Saved entries:

◆ ◆ ◆

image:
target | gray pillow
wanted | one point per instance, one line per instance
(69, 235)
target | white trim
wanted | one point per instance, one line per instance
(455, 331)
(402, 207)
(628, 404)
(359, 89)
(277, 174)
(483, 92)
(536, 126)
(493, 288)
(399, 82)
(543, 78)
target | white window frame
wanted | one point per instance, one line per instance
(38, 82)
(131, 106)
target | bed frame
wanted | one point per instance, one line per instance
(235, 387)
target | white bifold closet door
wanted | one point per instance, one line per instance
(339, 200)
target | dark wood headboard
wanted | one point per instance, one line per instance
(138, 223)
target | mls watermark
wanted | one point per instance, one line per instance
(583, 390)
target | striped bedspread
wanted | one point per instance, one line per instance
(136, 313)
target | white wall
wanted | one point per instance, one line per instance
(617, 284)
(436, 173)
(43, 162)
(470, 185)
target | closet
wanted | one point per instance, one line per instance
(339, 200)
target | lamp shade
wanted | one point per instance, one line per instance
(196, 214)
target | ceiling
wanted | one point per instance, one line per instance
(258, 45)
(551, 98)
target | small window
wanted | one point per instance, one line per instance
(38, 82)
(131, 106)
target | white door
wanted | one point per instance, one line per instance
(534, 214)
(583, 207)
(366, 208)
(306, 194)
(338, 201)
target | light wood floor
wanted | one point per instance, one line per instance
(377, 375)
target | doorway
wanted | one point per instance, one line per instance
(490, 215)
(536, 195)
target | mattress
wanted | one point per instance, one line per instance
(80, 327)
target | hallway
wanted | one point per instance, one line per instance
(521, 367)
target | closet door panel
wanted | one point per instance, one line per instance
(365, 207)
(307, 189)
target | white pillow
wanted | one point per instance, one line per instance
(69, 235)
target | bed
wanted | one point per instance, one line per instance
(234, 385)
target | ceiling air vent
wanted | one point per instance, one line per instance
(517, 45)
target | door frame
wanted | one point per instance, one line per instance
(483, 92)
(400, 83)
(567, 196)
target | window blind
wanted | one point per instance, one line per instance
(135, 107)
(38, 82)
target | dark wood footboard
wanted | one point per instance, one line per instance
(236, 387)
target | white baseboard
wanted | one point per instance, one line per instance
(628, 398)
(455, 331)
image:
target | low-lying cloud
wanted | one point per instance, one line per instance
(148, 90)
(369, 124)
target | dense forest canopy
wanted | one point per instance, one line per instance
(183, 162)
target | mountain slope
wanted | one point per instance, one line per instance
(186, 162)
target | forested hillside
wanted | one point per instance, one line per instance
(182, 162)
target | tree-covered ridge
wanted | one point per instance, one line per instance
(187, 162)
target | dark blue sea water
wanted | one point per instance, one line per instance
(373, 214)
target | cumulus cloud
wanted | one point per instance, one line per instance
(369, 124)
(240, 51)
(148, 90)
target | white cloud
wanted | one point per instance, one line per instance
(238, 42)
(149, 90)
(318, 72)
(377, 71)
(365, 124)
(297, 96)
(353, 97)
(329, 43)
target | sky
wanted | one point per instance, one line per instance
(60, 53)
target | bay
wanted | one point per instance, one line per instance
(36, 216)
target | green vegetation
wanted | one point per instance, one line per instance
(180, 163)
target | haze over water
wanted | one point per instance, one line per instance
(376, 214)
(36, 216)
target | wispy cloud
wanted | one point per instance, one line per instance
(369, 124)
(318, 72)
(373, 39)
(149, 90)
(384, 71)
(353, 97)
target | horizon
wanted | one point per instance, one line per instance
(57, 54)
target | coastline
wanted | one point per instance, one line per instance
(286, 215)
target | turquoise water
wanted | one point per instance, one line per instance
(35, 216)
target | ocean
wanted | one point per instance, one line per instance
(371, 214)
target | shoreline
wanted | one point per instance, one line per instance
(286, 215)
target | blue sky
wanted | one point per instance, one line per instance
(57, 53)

◆ ◆ ◆

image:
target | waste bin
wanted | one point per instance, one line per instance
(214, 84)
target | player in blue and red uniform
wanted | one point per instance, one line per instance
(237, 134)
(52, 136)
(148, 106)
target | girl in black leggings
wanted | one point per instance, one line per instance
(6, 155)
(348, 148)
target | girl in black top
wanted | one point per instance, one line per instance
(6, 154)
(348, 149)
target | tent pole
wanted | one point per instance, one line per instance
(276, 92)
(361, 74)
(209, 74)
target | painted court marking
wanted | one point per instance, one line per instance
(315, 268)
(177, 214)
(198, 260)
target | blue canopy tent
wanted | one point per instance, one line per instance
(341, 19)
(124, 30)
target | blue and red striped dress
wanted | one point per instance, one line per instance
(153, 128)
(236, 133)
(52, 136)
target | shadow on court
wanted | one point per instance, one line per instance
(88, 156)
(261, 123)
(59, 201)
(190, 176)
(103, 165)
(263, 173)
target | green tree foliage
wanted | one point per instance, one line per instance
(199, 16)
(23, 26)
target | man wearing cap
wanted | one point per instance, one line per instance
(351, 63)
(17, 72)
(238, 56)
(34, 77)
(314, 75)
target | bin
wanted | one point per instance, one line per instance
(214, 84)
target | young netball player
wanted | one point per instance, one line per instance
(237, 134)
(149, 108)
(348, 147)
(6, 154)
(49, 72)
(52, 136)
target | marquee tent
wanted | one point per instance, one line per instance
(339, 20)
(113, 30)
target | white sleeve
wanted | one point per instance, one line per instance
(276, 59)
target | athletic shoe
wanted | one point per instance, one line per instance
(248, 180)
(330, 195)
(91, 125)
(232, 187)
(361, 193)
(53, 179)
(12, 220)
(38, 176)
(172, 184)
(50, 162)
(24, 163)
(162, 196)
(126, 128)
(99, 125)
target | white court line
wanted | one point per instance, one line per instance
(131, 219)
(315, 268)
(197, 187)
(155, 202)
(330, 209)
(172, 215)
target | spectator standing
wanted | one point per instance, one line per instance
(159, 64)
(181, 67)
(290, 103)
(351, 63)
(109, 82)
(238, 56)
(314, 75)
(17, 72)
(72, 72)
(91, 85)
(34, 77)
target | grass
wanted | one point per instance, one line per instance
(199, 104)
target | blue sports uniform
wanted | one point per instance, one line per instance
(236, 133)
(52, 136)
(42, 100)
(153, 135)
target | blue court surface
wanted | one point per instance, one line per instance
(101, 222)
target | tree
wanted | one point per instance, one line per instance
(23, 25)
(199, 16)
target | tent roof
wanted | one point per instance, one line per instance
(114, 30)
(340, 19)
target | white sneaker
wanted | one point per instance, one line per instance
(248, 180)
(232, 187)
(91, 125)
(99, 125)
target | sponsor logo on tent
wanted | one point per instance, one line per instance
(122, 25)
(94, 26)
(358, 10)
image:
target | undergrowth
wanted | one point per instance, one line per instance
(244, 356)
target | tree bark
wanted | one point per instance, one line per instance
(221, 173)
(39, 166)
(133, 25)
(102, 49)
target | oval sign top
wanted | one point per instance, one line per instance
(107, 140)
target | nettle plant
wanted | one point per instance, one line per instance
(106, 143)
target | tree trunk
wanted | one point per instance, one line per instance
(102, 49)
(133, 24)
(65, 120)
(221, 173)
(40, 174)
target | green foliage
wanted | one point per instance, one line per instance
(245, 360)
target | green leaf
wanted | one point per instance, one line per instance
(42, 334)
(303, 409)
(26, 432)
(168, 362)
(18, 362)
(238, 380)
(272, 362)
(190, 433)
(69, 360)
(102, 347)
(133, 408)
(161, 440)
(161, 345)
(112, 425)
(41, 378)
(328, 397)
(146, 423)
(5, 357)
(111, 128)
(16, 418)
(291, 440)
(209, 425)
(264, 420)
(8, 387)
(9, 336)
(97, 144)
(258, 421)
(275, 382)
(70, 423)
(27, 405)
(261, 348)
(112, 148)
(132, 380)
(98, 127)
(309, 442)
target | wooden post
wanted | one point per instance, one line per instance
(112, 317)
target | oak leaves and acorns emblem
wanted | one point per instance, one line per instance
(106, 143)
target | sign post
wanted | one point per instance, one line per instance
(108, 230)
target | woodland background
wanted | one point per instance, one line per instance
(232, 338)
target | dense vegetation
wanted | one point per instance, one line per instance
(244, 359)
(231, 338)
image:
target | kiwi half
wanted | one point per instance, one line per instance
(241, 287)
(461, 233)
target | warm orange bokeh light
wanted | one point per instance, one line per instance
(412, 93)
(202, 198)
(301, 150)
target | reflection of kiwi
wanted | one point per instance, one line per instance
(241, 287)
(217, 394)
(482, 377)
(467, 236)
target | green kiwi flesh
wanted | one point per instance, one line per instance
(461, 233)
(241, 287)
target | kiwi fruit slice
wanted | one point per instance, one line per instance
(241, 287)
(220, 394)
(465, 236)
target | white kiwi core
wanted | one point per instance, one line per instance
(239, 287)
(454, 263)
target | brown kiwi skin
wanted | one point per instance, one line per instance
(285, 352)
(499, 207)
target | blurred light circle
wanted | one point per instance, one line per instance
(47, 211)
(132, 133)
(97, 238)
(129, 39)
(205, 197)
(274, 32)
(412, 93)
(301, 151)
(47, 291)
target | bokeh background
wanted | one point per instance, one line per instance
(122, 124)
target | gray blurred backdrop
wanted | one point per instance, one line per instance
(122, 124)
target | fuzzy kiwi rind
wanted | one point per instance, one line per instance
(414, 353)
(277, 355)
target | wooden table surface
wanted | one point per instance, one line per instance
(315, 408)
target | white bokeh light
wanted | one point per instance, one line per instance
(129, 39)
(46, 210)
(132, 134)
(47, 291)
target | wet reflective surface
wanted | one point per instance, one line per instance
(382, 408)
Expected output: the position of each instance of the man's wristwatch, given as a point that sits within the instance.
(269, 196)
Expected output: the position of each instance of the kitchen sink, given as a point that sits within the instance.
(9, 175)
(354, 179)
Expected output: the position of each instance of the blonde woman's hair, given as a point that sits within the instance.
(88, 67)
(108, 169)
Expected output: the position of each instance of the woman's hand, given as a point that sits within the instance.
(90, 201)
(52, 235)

◆ ◆ ◆

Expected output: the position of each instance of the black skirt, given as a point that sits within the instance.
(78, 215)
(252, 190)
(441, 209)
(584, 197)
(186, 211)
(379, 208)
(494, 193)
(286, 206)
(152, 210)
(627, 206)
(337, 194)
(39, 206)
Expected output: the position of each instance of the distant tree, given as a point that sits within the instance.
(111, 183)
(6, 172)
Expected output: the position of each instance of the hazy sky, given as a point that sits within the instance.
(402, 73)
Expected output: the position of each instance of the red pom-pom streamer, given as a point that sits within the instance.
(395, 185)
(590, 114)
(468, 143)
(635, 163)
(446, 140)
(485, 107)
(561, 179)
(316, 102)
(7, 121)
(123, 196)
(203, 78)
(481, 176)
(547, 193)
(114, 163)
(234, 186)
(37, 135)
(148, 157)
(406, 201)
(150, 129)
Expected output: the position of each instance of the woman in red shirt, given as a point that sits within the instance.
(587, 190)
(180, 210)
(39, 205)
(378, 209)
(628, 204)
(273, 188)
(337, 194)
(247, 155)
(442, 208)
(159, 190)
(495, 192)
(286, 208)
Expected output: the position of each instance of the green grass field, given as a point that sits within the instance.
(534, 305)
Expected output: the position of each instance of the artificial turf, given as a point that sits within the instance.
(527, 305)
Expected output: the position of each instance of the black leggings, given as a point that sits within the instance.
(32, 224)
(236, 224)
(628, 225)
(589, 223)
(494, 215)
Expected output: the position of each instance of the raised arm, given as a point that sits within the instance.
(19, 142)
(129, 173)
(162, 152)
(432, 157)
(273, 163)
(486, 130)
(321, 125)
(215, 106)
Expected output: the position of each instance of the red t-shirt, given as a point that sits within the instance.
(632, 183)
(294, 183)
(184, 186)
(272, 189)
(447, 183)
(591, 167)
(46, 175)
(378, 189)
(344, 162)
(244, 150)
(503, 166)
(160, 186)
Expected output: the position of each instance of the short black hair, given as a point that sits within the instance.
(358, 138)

◆ ◆ ◆

Problem statement:
Write out exactly the lines that fall from the line with "target | small window" to the line with "target | door frame" in the records above, keeping both ends.

Solution for this problem:
target | small window
wanted | one point per instance, one line per instance
(38, 82)
(131, 106)
target | white door
wanted | one point per instance, one line per instance
(534, 214)
(583, 207)
(366, 208)
(306, 194)
(338, 201)
target | light wood floor
wanted | one point per instance, one line per instance
(377, 375)
target | doorway
wanted | one point per instance, one line per instance
(490, 215)
(536, 195)
target | mattress
wanted | one point per instance, one line per instance
(80, 327)
target | hallway
wanted | one point per instance, one line per instance
(521, 367)
target | closet door panel
wanted | one point per instance, one line per instance
(365, 207)
(307, 189)
target | white pillow
wanted | one point per instance, one line per instance
(69, 235)
target | bed
wanted | one point per instance, one line per instance
(234, 385)
target | ceiling air vent
wanted | one point per instance, one line per instance
(517, 45)
target | door frame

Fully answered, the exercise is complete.